Written task
What's needed is an exact copy of the lines from the one that contains "Target: building with columns" to the end of the data below, leaving the pictures out.

Point placement records
** Begin **

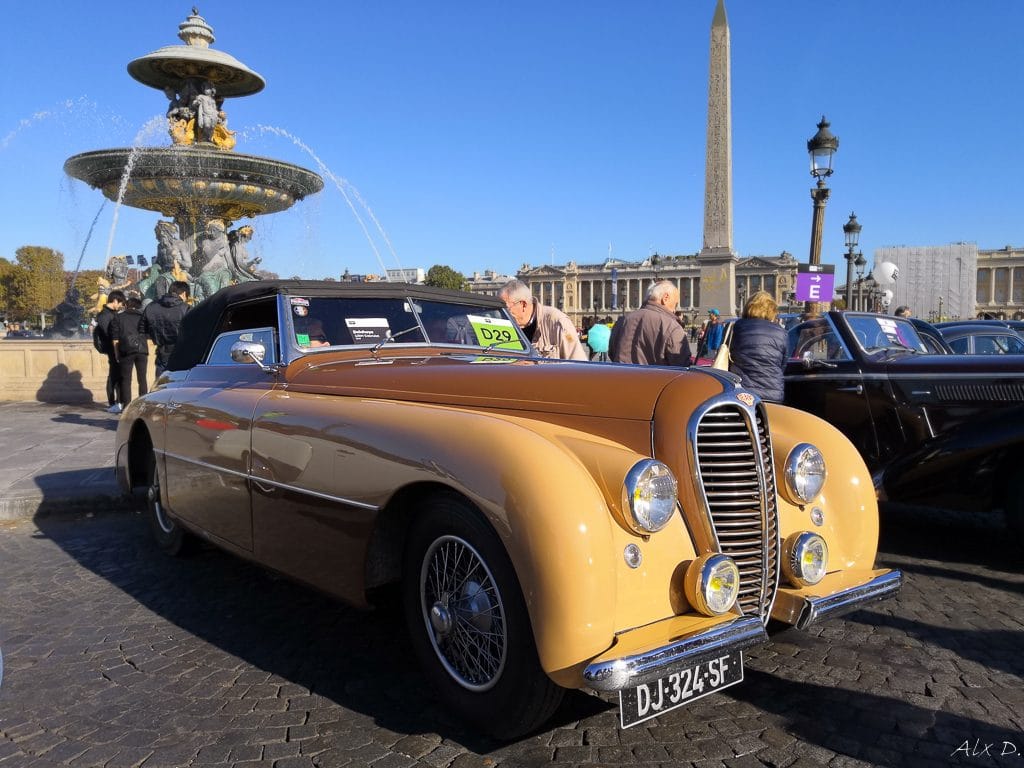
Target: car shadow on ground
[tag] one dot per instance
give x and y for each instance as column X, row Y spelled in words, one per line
column 826, row 714
column 360, row 660
column 102, row 422
column 949, row 537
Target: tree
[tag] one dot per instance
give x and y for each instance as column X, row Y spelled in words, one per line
column 444, row 276
column 42, row 286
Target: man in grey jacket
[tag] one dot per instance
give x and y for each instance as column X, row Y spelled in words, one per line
column 549, row 330
column 652, row 334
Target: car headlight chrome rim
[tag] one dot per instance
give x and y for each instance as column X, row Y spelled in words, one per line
column 712, row 584
column 805, row 559
column 649, row 493
column 805, row 473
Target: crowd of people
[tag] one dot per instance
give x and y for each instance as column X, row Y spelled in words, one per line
column 123, row 331
column 652, row 335
column 655, row 335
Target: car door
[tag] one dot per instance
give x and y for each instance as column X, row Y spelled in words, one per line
column 208, row 443
column 824, row 377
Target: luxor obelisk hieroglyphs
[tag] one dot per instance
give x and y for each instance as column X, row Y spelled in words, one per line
column 718, row 260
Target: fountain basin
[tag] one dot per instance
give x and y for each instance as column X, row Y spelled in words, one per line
column 195, row 181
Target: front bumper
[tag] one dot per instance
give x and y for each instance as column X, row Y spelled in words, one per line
column 833, row 598
column 633, row 669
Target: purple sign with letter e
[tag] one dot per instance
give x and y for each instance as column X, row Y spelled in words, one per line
column 815, row 282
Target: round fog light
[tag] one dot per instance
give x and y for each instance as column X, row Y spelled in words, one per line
column 633, row 555
column 712, row 584
column 805, row 559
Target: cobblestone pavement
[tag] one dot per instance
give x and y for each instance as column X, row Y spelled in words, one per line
column 117, row 655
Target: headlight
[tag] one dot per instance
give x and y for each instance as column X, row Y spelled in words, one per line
column 649, row 493
column 805, row 559
column 805, row 473
column 712, row 584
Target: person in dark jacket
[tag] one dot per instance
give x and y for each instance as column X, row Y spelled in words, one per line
column 758, row 348
column 651, row 335
column 131, row 348
column 103, row 343
column 162, row 320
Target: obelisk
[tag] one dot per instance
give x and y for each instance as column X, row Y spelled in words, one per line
column 717, row 259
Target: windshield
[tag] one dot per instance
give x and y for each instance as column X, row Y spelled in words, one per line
column 327, row 322
column 876, row 333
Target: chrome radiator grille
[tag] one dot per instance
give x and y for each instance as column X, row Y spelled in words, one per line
column 738, row 483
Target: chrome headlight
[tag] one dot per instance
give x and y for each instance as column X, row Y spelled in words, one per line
column 805, row 473
column 649, row 493
column 805, row 559
column 712, row 584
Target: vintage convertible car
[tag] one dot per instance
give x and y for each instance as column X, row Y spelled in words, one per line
column 946, row 430
column 551, row 524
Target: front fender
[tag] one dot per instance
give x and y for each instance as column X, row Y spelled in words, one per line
column 848, row 505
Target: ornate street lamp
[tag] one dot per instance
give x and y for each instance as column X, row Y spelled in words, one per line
column 821, row 147
column 860, row 262
column 851, row 231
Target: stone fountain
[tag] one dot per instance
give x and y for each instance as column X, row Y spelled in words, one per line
column 199, row 181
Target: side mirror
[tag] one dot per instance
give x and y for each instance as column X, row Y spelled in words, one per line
column 809, row 361
column 248, row 351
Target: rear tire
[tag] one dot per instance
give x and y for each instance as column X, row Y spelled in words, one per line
column 469, row 625
column 170, row 537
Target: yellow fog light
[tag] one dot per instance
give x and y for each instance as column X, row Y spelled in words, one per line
column 649, row 494
column 805, row 559
column 712, row 584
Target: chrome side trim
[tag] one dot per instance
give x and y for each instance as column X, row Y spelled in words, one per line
column 802, row 611
column 274, row 483
column 617, row 674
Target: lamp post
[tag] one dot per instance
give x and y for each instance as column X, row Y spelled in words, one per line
column 860, row 262
column 821, row 146
column 851, row 232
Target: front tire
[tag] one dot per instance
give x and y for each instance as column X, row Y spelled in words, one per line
column 469, row 625
column 170, row 537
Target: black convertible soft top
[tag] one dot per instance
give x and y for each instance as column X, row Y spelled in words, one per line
column 201, row 323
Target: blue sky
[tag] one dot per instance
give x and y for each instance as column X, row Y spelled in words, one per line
column 487, row 134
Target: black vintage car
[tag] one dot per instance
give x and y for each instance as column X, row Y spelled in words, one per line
column 946, row 430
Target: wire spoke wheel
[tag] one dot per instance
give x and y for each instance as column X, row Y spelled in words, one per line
column 464, row 613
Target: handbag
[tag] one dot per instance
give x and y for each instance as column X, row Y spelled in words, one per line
column 722, row 356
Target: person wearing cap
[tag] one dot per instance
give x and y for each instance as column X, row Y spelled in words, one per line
column 652, row 335
column 714, row 332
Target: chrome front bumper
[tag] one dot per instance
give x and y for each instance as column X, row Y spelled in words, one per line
column 802, row 610
column 616, row 674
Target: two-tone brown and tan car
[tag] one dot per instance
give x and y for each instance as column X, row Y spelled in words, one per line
column 553, row 524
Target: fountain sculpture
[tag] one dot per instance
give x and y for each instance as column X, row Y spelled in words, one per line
column 199, row 181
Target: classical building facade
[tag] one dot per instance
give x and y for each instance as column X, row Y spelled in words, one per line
column 613, row 287
column 999, row 284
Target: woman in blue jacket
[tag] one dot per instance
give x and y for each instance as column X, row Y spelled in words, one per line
column 758, row 348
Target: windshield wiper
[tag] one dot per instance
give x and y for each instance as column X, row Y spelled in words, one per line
column 391, row 337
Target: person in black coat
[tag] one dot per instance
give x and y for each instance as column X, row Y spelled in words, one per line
column 131, row 348
column 758, row 348
column 103, row 343
column 162, row 320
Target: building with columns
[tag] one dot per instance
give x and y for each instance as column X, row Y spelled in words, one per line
column 613, row 287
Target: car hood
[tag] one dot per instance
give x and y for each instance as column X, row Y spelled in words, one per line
column 494, row 382
column 953, row 365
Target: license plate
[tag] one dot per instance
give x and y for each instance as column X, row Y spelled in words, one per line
column 650, row 699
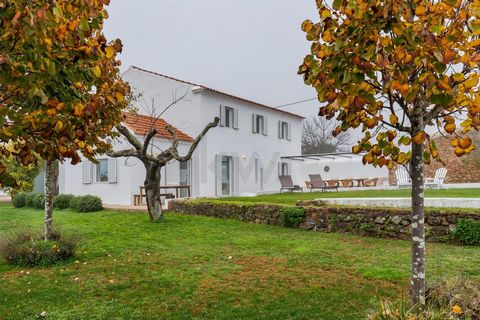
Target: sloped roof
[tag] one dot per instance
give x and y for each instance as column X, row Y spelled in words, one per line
column 220, row 92
column 141, row 125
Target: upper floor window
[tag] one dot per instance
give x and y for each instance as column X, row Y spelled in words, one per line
column 259, row 124
column 228, row 117
column 284, row 130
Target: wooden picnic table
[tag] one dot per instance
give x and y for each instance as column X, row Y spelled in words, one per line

** End **

Response to the task
Target: building with columns
[tag] one dot per instance
give x and y for each instance as column X, row Y spelled in words, one per line
column 613, row 287
Target: car hood
[tag] one dot per instance
give x and y for each instance as column X, row Y spelled in words, one per line
column 494, row 382
column 953, row 365
Target: license plate
[tag] one dot per instance
give x and y for each instance as column X, row Y spelled in words, one per line
column 650, row 699
Target: sloped roof
[tag] one dot per instance
give x and y for each instance as column X, row Y spelled in words, one per line
column 220, row 92
column 141, row 125
Target: upper floor window
[tag] one dot per instance
give x and y for each instance as column X, row Y spelled in words, one per line
column 259, row 124
column 228, row 117
column 284, row 130
Target: wooden picnic table
[tag] one dot per instance
give x and y for each instance as column X, row Y spelled in words, one per line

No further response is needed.